**REQUEST A**
Locate each line in the listing below that contains the word "barcode", and copy those lines.
## Start QUOTED PASSAGE
# Military Police. A few Questions. ( MP K-9 Unit?)



## Ty.Fenrir (17 Oct 2011)

I have just graduated from Police Foundations a few weeks ago and was planing to apply for MP Trade ASAP. I was told that the Forces are not accepting any applications for Military Police. I was told I would need to wait until April 2012 to submit an application but It may take a year at least before It is even looked at since other applications are ahead of me.

This is sad news to me at this time because I had my hopes up of applying in Oct and getting accepted soon after. I am quite confident that I will pass MPAC and fly through personal Interviews ( Not to mistake Confidence with Cockiness)

Does anyone have any information that is different with regards to Military Police applications and open recruiting? 

Any information that would help out a MP Applicant would be very appreciated as well.

On a side note; My family is experienced with training Dogs and a close cousin through marriage trains Police Dogs. I have always wanted to be a K-9 officer and dedicate my career to Police Dogs. I have a goal to be a MP and would like to know if there is a K-9 Unit or any Police Dogs within the Military. I could only find this article of information regarding MP/K-9.

http://www.dogsincanada.com/lahr-the-military-police-service-dog

Thank you very much for any information and your time.


----------



## mariomike (17 Oct 2011)

Ty.Fenrir said:
			
		

> I have a goal to be a MP and would like to know if there is a K-9 Unit or any Police Dogs within the Military.



Topic: K9 unit 
http://forums.army.ca/forums/threads/39676.0.html

Topic: Does the CF use Shepherds?
http://forums.army.ca/forums/threads/72171.0.html


----------



## Dissident (17 Oct 2011)

ll your answers are in this forum. If you have more in depth questions, Garb811 and myself will be along to help you out.


----------



## Precept (17 Oct 2011)

The trade has been closed to new applicants for a few months now, I believe.


----------
## End QUOTED PASSAGE
## Start TASK DATA
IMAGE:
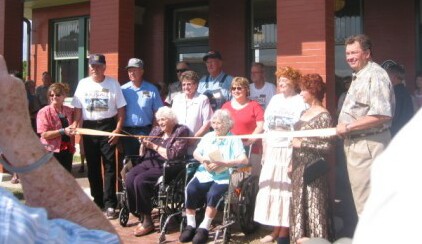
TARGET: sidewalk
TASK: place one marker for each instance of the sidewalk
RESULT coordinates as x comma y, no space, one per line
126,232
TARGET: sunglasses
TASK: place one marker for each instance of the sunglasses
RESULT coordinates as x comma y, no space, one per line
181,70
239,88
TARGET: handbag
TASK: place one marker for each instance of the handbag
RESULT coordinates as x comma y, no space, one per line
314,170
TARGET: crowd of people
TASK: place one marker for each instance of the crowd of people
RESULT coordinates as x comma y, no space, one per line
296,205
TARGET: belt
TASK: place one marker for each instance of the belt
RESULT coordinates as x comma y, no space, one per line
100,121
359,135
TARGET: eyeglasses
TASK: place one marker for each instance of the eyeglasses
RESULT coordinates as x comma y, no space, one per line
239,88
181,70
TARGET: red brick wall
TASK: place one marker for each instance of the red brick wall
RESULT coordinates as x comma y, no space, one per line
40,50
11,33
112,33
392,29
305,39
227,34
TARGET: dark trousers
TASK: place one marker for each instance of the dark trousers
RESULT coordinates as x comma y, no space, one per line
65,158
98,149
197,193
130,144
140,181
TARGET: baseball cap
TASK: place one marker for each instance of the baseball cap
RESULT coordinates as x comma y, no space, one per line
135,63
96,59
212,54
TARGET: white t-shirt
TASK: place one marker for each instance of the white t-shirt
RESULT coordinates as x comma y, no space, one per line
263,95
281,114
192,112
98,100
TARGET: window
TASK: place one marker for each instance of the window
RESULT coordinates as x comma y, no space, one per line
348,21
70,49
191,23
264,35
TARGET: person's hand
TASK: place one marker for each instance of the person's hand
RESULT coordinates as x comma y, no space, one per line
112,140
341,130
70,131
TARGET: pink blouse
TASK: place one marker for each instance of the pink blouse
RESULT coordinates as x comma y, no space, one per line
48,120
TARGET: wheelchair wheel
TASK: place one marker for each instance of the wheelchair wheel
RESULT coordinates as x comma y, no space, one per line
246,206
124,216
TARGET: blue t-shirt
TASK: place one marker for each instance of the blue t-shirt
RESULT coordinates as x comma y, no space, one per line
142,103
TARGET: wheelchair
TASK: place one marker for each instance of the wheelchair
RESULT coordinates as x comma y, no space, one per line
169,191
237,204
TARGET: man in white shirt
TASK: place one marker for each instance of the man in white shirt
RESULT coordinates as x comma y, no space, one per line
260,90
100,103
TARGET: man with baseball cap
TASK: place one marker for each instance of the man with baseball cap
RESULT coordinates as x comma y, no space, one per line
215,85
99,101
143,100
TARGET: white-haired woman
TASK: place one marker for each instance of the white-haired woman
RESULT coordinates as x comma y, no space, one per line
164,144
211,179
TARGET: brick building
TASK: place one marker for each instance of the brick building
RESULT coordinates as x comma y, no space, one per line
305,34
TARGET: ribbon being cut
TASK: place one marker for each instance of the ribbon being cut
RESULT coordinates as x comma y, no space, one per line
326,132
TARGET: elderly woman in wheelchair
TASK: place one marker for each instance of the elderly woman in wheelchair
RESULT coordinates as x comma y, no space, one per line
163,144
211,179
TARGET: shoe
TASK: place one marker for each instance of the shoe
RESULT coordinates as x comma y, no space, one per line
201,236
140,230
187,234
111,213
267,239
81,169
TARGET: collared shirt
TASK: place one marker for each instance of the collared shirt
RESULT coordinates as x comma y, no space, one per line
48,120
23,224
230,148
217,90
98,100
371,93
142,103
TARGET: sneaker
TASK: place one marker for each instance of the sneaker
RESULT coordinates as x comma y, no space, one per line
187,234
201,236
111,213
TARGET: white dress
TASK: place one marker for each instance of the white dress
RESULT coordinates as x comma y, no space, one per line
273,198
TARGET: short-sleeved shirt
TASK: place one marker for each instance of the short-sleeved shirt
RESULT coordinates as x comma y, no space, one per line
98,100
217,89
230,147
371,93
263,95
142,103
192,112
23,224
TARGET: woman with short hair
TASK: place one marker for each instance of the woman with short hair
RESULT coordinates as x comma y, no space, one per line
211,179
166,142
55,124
## End TASK DATA
## Start TASK DATA
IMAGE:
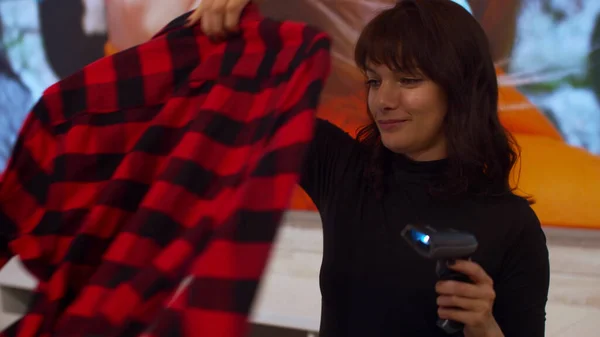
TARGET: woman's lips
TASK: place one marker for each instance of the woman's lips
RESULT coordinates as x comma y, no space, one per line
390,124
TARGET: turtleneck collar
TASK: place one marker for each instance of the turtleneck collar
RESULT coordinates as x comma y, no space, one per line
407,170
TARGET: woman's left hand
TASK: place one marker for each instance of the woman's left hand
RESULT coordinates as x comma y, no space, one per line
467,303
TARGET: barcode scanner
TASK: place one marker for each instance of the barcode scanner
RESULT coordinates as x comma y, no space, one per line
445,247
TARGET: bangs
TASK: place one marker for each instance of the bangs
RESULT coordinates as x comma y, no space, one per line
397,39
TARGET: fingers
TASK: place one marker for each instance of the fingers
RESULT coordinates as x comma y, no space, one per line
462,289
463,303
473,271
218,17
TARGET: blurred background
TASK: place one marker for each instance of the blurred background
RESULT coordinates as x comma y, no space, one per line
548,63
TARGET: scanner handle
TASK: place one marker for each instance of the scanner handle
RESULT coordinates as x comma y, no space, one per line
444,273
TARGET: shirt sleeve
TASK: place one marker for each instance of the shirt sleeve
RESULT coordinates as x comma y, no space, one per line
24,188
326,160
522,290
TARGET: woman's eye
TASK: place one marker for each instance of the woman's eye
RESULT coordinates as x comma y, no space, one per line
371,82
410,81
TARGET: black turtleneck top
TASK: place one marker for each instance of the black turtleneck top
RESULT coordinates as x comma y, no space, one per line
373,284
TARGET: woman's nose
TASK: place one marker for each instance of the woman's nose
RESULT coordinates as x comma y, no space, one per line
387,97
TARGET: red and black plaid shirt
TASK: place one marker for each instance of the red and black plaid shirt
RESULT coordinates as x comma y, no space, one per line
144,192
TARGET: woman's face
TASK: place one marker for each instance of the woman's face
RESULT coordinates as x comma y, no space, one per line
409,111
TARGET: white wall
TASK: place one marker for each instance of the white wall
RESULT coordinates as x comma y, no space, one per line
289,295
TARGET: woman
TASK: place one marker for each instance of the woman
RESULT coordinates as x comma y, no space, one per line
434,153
## End TASK DATA
**REQUEST B**
Output the part of the Military Police thread above that opens with the words containing "# Military Police." and closes with "Confidence with Cockiness)", copied verbatim.

**TASK ANSWER A**
TARGET: barcode scanner
TASK: place one marker for each instance of the barcode scanner

**TASK ANSWER B**
# Military Police. A few Questions. ( MP K-9 Unit?)



## Ty.Fenrir (17 Oct 2011)

I have just graduated from Police Foundations a few weeks ago and was planing to apply for MP Trade ASAP. I was told that the Forces are not accepting any applications for Military Police. I was told I would need to wait until April 2012 to submit an application but It may take a year at least before It is even looked at since other applications are ahead of me.

This is sad news to me at this time because I had my hopes up of applying in Oct and getting accepted soon after. I am quite confident that I will pass MPAC and fly through personal Interviews ( Not to mistake Confidence with Cockiness)